▶ _STATED EXERCISE 1_
In the passage on the impeachment of Charles Swayne, which federal district did he serve as a judge?

The question of whether Congress can designate particular behavior as a "high crime or misdemeanor" via statute arose in the impeachment of Charles Swayne, a federal district judge for the Northern District of Florida, during the first decade of the twentieth century. A federal statute provided that federal district judges live in their districts and that anyone violating this requirement was "guilty of a high misdemeanor."78 Judge Swayne's impeachment originated from a resolution passed by the Florida legislature requesting the state's congressional delegation to recommend an investigation into his behavior.79 The procedures followed by the House in impeaching Judge Swayne were somewhat unique. First, the House referred the impeachment request to the Judiciary Committee for investigation. Following this investigation, the House voted to impeach Judge Swayne based on the report prepared by the Committee.80 The Committee was then tasked with preparing articles of impeachment to present to the Senate.81 The House then voted again on these individual articles, each of which received less support than the single prior impeachment vote had received.82 The impeachment articles accused Judge Swayne of a variety of offenses, including misusing the office, abusing the contempt power, and living outside his judicial district. At the trial in the Senate, Judge Swayne essentially admitted to certain accused behavior, although his attorneys did dispute the residency charge, and Swayne instead argued that his actions were not impeachable.83 The Senate vote failed to convict Judge Swayne on any of the charges brought by the House.84
Can Someone Be Impeached for Non-Criminal Acts?

▶ _STATED EXERCISE 2_
Update the listing from its first line through the line that contains "x=451, y=287", replacing "sample" with "model" everywhere and leaving all else unchanged. Return only those lines.

▶ _LISTING_
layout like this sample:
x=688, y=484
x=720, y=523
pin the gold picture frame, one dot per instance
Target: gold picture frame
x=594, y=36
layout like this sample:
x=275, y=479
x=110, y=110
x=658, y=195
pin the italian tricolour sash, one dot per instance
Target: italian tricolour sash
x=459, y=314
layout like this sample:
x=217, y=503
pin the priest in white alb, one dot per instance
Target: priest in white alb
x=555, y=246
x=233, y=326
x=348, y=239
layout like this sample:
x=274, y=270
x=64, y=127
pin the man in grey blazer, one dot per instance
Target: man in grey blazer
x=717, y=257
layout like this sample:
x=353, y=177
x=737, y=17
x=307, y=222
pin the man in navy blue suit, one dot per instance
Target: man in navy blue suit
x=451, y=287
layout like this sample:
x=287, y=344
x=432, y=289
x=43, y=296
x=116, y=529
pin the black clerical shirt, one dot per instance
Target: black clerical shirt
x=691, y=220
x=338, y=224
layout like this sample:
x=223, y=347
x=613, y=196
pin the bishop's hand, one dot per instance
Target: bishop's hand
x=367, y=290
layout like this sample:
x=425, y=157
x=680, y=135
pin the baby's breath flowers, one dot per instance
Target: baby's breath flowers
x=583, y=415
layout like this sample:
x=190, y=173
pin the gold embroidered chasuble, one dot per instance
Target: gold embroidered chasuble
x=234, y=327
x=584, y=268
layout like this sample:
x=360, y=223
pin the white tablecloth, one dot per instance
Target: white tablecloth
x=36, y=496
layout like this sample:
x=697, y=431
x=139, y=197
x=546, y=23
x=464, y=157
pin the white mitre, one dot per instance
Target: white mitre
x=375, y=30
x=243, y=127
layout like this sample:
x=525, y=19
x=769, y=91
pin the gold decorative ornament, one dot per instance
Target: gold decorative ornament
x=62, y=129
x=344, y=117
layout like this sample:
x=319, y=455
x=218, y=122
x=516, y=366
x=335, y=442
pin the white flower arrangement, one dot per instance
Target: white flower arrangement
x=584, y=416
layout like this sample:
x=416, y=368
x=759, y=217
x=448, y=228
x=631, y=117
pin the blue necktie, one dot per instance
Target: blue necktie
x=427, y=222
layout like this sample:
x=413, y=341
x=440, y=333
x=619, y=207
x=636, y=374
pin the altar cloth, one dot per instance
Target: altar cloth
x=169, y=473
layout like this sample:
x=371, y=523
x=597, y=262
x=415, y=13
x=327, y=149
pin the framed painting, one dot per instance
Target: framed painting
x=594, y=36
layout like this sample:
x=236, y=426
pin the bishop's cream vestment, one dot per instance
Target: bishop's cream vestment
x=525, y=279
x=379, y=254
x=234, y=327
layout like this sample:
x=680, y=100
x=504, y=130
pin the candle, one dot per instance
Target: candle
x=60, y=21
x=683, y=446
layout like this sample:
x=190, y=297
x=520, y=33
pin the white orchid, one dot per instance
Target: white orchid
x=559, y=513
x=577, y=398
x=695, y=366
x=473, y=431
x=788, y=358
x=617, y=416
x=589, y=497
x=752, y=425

▶ _COMPLETE ANSWER 1_
The Northern District of Florida.

▶ _COMPLETE ANSWER 2_
layout like this model:
x=688, y=484
x=720, y=523
pin the gold picture frame, one dot per instance
Target: gold picture frame
x=594, y=36
layout like this model:
x=275, y=479
x=110, y=110
x=658, y=195
pin the italian tricolour sash, one dot per instance
Target: italian tricolour sash
x=459, y=314
layout like this model:
x=217, y=503
pin the priest in white alb, one dot per instance
Target: priest in white alb
x=555, y=246
x=233, y=326
x=348, y=239
layout like this model:
x=274, y=270
x=64, y=127
pin the man in grey blazer, one dot per instance
Target: man in grey blazer
x=717, y=257
layout like this model:
x=353, y=177
x=737, y=17
x=307, y=222
pin the man in navy blue suit, one dot per instance
Target: man in navy blue suit
x=451, y=287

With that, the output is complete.